EXERCISE DIRECTIONS
Drop the pictures and restate the rest of the listing word for word.
○ ○ ○
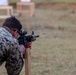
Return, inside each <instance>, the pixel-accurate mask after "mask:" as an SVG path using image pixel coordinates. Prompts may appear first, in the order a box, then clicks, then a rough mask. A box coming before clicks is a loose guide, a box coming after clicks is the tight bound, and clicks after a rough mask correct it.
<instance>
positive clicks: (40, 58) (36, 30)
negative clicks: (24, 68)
mask: <svg viewBox="0 0 76 75" xmlns="http://www.w3.org/2000/svg"><path fill="white" fill-rule="evenodd" d="M17 18H18V19H19V20H20V21H21V23H22V25H23V29H25V30H27V31H28V34H31V31H33V30H34V31H35V34H38V35H40V37H39V38H37V40H36V41H35V42H33V43H32V49H31V71H32V72H31V73H32V75H76V10H75V9H66V8H62V9H40V8H36V10H35V16H34V17H30V16H29V13H23V14H22V15H21V16H20V17H17ZM2 23H3V20H0V24H2ZM0 75H7V74H6V70H5V68H4V65H2V66H1V67H0ZM20 75H25V69H24V68H23V70H22V72H21V74H20Z"/></svg>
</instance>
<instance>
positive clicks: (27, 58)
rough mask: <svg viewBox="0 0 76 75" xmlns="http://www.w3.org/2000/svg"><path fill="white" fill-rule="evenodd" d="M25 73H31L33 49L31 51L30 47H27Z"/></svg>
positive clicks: (26, 74) (27, 74) (26, 52)
mask: <svg viewBox="0 0 76 75" xmlns="http://www.w3.org/2000/svg"><path fill="white" fill-rule="evenodd" d="M25 75H31V51H30V48H27V49H26V57H25Z"/></svg>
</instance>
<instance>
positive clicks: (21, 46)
mask: <svg viewBox="0 0 76 75" xmlns="http://www.w3.org/2000/svg"><path fill="white" fill-rule="evenodd" d="M20 52H21V55H22V57H23V55H24V54H25V47H24V45H20Z"/></svg>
○ ○ ○
WRITTEN SOLUTION
Return, inside each <instance>, the pixel-accurate mask after "mask:" as an SVG path using image pixel coordinates. Prompts may appear first, in the order a box, then clicks, then a rough mask. A box coming before clicks is a loose guide, a box coming after clicks is the tight bound, and clicks after a rough mask correct it.
<instance>
positive clicks: (40, 58) (36, 30)
negative clicks: (24, 68)
mask: <svg viewBox="0 0 76 75" xmlns="http://www.w3.org/2000/svg"><path fill="white" fill-rule="evenodd" d="M17 18H18V19H19V20H20V21H21V23H22V25H23V29H25V30H27V31H28V34H31V31H33V30H34V31H35V34H38V35H40V37H39V38H37V40H36V41H35V42H33V43H32V49H31V71H32V72H31V73H32V75H76V10H75V9H66V8H62V9H40V8H36V10H35V16H34V17H30V16H29V13H23V14H22V15H21V16H20V17H17ZM2 23H3V20H0V24H2ZM0 75H7V74H6V70H5V68H4V65H2V66H1V67H0ZM20 75H25V69H24V68H23V70H22V72H21V74H20Z"/></svg>
</instance>
<instance>
positive clicks: (27, 58)
rough mask: <svg viewBox="0 0 76 75" xmlns="http://www.w3.org/2000/svg"><path fill="white" fill-rule="evenodd" d="M25 73H31L33 49L31 51L30 47H27Z"/></svg>
positive clicks: (26, 74) (27, 74) (26, 52)
mask: <svg viewBox="0 0 76 75" xmlns="http://www.w3.org/2000/svg"><path fill="white" fill-rule="evenodd" d="M25 75H31V51H30V48H27V49H26V57H25Z"/></svg>
</instance>
<instance>
positive clicks: (21, 46)
mask: <svg viewBox="0 0 76 75" xmlns="http://www.w3.org/2000/svg"><path fill="white" fill-rule="evenodd" d="M20 52H21V55H22V57H23V55H24V54H25V47H24V45H20Z"/></svg>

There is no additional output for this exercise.